[START OF Document section]

The cross-border trading through market coupling in the SEE region is also examined in [
80]. The case study encompasses the use of both the ATC and FB approaches within a scenario including four countries: Greece, North Macedonia, Bulgaria, and Serbia. The topic is expressed mathematically as an optimization problem, with a shared objective function for both ATC and FB approaches, where the coupling of the FB market is assumed to result in a more effective use of generation and transmission resources, while under the ATC methodology is assumed that TSOs estimate capacity levels by considering forecasts and historical data. However, the FB mechanism enables TSOs to assess the effect that trading will have on the actual flows inside the network. FB market coupling provides additional trading alternatives to the market, leading to an overall increase in welfare and improved price convergence. The derived findings confirm the theoretical advantages that FB brings to cross-border trading in the SEE region and enhance the efficient utilization of interconnected networks. Furthermore, cross-border trading leads to a rise in total social welfare and a decrease in domestic energy prices.

[END OF Document section]
[START OF Supplied records]

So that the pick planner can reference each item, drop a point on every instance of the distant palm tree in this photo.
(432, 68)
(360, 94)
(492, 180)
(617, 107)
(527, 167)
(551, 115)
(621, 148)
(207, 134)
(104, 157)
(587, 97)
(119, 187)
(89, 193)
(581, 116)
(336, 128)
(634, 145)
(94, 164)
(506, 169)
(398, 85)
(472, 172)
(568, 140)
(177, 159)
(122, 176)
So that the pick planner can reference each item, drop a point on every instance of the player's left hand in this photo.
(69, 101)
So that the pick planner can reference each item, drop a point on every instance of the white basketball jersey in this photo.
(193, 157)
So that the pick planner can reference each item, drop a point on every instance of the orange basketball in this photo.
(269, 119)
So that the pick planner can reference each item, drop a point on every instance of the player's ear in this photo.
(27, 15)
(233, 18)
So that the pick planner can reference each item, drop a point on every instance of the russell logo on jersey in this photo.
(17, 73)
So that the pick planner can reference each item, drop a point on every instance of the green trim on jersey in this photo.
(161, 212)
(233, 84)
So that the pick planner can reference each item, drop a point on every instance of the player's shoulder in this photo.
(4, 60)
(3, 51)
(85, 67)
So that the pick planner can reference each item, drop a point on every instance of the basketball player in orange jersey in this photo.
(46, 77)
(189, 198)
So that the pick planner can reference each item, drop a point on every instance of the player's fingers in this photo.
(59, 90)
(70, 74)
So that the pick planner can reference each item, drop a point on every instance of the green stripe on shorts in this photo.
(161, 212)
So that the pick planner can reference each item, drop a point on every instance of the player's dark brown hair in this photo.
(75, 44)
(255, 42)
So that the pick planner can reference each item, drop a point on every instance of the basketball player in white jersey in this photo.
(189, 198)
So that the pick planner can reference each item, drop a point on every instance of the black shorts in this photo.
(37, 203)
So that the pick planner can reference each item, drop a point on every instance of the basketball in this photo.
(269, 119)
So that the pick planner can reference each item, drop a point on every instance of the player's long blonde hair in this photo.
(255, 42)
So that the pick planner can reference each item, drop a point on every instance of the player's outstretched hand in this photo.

[END OF Supplied records]

Written exercise 1
Can you turn the rows, everything from the line containing "trim on jersey in this photo." down to the end of the saved data entries, into a Markdown table with the columns Line No. and Content, leaving out any blank lines?
Written exercise 2
Could you go on with the passage on cross-border electricity trading in the SEE region from the point where it stops?
The passage and the rows have no connection to each other.

Output 1
| Line No. | Content |
|---|---|
| 1 | So that the pick planner can reference each item, drop a point on every instance of the green trim on jersey in this photo. |
| 2 | (161, 212) |
| 3 | (233, 84) |
| 4 | So that the pick planner can reference each item, drop a point on every instance of the player's shoulder in this photo. |
| 5 | (4, 60) |
| 6 | (3, 51) |
| 7 | (85, 67) |
| 8 | So that the pick planner can reference each item, drop a point on every instance of the basketball player in orange jersey in this photo. |
| 9 | (46, 77) |
| 10 | (189, 198) |
| 11 | So that the pick planner can reference each item, drop a point on every instance of the player's fingers in this photo. |
| 12 | (59, 90) |
| 13 | (70, 74) |
| 14 | So that the pick planner can reference each item, drop a point on every instance of the green stripe on shorts in this photo. |
| 15 | (161, 212) |
| 16 | So that the pick planner can reference each item, drop a point on every instance of the player's dark brown hair in this photo. |
| 17 | (75, 44) |
| 18 | (255, 42) |
| 19 | So that the pick planner can reference each item, drop a point on every instance of the basketball player in white jersey in this photo. |
| 20 | (189, 198) |
| 21 | So that the pick planner can reference each item, drop a point on every instance of the black shorts in this photo. |
| 22 | (37, 203) |
| 23 | So that the pick planner can reference each item, drop a point on every instance of the basketball in this photo. |
| 24 | (269, 119) |
| 25 | So that the pick planner can reference each item, drop a point on every instance of the player's long blonde hair in this photo. |
| 26 | (255, 42) |
| 27 | So that the pick planner can reference each item, drop a point on every instance of the player's outstretched hand in this photo. |

Output 2
The study presented in [
81] proposes a novel strategy to enhance the overall efficiency of FB market coupling and redispatching. The authors suggest a new approach to managing congestion in a zonal market using FB market coupling with a goal of improving cross-border trading by including preventive redispatch into the DAM. This strategy involves selecting a group of integrated redispatch units that have a high potential to decrease congestion and, consequently, increase the capacity of the grid for cross-border exchange. To illustrate the advantages of the improved zonal market with integrated redispatch, the authors employ three multi-step optimization models. These models are used to compare the enhanced zonal market with the nodal market model and a zonal market model that incorporates FB market coupling. The case study illustrates the potential of the suggested methodology to substantially enhance cross-border capacity and diminish the requirement for expensive ex-post-redispatch. The technique is demonstrated to be a viable choice for enhancing European market integration and thus achieving overall welfare benefits.
A clear and detailed explanation of the FB market-coupling process, including its decomposition and representation inside a model, is presented in [
82]. The authors demonstrate an open-access model that outlines the key stages of FB market coupling while discussing how other users to replicate the results reported in their work as well as generate new results by adjusting the model’s parameters. The case studies conducted on a test network demonstrate how modifications in the parameters of FB market coupling impact market results and the necessity for corrective measures. The results indicate that the minimum trading capabilities requirement may not be met if the base case is not explicitly modeled in accordance with it. Therefore, when the requirement for a minimum trading capacity is enforced, the TSO must take action on many crucial network elements for a significant number of hours throughout the year. This is carried out to decrease line flows and increase trading capabilities available to the market.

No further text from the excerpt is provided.